EXERCISE INSTRUCTIONS:
Only the lines from the one with "glove --shape polygon" to the end of the data below should be given again, exactly, with both ends included and pictures omitted.

Region labeling entries

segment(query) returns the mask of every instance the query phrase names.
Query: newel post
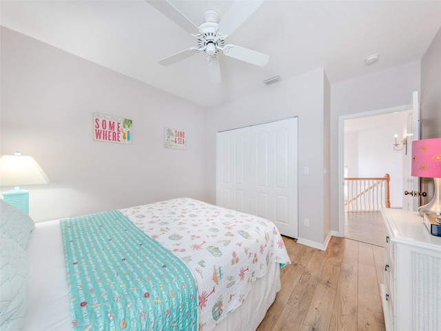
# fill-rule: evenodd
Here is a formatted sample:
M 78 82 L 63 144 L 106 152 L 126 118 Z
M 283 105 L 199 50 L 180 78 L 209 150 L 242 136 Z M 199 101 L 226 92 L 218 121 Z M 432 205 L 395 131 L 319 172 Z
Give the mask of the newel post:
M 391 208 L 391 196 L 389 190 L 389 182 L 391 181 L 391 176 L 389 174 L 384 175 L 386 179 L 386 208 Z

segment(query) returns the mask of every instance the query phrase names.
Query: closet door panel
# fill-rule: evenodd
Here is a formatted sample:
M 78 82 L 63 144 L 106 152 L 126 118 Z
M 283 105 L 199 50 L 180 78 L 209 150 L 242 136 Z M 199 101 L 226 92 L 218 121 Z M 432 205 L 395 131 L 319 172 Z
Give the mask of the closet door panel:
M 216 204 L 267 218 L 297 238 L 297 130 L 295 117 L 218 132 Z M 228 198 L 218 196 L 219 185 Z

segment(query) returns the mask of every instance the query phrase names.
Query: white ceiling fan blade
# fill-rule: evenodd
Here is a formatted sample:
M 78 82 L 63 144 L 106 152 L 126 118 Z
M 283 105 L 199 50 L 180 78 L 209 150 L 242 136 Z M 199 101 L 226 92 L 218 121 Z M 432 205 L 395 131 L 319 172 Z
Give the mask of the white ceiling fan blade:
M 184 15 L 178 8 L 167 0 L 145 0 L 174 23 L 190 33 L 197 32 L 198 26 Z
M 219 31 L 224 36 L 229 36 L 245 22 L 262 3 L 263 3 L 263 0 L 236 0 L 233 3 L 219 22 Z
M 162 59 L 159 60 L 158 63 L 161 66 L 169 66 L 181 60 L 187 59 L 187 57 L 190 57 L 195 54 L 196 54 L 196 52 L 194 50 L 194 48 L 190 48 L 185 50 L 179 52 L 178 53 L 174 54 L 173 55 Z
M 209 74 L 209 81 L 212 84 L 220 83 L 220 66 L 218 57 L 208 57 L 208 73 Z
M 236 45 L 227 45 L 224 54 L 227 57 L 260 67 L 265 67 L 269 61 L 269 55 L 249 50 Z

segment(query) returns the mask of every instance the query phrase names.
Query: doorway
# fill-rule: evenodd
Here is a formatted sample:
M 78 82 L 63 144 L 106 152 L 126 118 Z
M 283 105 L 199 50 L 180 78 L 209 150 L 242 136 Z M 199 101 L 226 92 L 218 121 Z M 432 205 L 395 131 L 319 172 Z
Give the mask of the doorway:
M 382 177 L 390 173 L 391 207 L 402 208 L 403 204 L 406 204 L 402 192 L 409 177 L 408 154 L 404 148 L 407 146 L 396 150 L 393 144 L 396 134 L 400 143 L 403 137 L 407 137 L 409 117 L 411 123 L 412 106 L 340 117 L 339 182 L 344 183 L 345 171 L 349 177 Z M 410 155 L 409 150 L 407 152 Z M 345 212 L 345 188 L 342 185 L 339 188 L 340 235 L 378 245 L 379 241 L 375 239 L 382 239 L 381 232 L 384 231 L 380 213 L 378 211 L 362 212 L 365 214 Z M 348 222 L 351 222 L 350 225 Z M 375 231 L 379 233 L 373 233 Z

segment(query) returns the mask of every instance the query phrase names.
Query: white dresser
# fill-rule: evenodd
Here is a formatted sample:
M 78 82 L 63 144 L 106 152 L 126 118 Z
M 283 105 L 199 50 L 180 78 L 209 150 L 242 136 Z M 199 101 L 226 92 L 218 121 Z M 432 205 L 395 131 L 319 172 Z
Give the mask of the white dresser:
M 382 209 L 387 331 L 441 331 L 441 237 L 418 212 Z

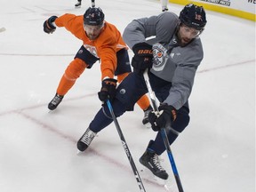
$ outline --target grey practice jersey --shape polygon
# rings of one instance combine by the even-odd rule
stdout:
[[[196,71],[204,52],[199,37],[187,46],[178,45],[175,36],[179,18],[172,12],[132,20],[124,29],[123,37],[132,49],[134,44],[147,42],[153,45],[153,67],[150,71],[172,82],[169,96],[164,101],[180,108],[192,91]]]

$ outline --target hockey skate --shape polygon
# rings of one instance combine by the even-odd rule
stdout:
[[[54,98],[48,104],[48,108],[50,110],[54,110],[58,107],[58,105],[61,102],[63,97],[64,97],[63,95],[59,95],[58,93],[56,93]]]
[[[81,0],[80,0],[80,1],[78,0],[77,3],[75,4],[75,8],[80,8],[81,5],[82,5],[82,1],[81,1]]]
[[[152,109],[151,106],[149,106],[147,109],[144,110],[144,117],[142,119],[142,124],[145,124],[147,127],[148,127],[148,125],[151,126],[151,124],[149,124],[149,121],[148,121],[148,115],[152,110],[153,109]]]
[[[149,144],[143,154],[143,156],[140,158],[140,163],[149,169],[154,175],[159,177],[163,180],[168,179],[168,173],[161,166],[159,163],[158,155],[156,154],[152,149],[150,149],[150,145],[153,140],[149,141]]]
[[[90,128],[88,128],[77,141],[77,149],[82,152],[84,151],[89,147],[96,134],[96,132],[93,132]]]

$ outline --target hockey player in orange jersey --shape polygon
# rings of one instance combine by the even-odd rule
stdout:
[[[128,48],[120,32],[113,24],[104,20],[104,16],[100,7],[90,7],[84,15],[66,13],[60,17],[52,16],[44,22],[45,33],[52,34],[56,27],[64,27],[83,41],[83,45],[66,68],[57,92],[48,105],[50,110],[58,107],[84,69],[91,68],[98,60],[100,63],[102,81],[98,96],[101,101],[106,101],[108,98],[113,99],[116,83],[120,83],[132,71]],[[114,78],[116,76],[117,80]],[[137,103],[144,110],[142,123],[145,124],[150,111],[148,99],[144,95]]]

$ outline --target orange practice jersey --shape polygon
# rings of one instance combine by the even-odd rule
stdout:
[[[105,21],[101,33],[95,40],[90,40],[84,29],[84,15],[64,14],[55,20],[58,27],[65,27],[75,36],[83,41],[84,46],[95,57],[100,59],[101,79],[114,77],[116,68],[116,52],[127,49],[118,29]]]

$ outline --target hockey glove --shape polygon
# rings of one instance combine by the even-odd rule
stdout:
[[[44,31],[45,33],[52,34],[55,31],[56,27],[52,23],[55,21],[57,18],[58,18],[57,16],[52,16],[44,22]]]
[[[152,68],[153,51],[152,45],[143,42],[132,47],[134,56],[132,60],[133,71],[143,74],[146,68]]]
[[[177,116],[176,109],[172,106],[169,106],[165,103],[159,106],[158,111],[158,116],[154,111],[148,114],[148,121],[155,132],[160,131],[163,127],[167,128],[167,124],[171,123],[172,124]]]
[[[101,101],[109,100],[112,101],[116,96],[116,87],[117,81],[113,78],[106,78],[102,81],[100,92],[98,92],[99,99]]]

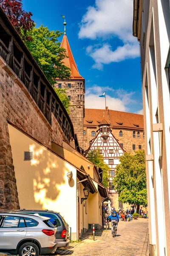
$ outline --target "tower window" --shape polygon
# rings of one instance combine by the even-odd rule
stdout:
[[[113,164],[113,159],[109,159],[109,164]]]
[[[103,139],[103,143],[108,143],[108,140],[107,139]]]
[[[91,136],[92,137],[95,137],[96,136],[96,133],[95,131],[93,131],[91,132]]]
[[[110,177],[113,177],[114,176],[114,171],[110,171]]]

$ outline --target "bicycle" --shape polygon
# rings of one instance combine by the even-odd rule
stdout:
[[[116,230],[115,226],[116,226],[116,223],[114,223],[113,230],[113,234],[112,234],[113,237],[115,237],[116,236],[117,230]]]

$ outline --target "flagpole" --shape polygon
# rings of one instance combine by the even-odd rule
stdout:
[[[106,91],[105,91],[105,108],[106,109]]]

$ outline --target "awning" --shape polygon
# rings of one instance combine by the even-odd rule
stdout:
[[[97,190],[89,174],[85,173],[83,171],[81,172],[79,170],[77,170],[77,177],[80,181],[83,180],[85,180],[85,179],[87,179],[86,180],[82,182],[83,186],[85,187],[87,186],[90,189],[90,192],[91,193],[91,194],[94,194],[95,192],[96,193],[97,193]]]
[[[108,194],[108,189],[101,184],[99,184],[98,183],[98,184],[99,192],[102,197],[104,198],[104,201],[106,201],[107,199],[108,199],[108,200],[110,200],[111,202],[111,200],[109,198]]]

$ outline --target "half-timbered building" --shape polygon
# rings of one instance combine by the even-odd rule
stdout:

THE RESPONSE:
$ outline --target hockey glove --shape polygon
# rings of one instance combine by the even-odd rule
stdout:
[[[44,31],[45,33],[52,34],[55,31],[56,27],[52,23],[55,21],[57,18],[58,18],[57,16],[52,16],[44,22]]]
[[[152,68],[153,51],[152,45],[143,42],[132,47],[134,56],[132,60],[133,71],[143,74],[146,68]]]
[[[177,116],[176,109],[172,106],[169,106],[165,103],[159,106],[158,111],[158,116],[154,111],[148,114],[148,121],[155,132],[160,131],[163,127],[167,128],[167,124],[171,123],[172,124]]]
[[[101,101],[109,100],[112,101],[116,96],[116,87],[117,81],[113,78],[106,78],[102,81],[100,92],[98,92],[99,99]]]

$ outline --target "tower window" --shape polygon
# rings of one instance combine by the even-odd rule
stdout:
[[[113,164],[113,159],[109,159],[109,164]]]
[[[103,139],[103,143],[108,143],[108,140],[107,139]]]
[[[91,136],[92,137],[95,137],[96,136],[96,133],[95,131],[93,131],[91,132]]]
[[[110,177],[113,177],[114,176],[114,171],[110,171]]]

$ outline --target "bicycle" --shape polygon
# rings of one instance combine by the even-odd rule
stdout:
[[[116,230],[115,226],[116,226],[116,223],[114,223],[113,230],[113,234],[112,234],[113,237],[115,237],[116,236],[117,230]]]

$ outline --target "flagpole" --shape polygon
# rings of one instance combine by the even-odd rule
stdout:
[[[106,91],[105,91],[105,108],[106,109]]]

$ outline --target "awning" --shape polygon
# rings of one instance combine by the even-odd rule
stdout:
[[[97,190],[89,174],[85,173],[83,171],[81,172],[79,170],[77,170],[77,177],[80,181],[83,180],[85,180],[85,179],[87,179],[86,180],[82,182],[83,186],[85,187],[87,186],[90,189],[90,192],[91,193],[91,194],[94,194],[95,192],[96,193],[97,193]]]
[[[108,194],[108,189],[101,184],[99,184],[98,183],[98,184],[99,192],[102,197],[104,198],[104,201],[106,201],[107,199],[108,199],[108,200],[110,200],[111,202],[111,200],[109,198]]]

$ outline --target "half-timbered building" --shape polygon
# rings of one instance combine by the even-odd rule
stdout:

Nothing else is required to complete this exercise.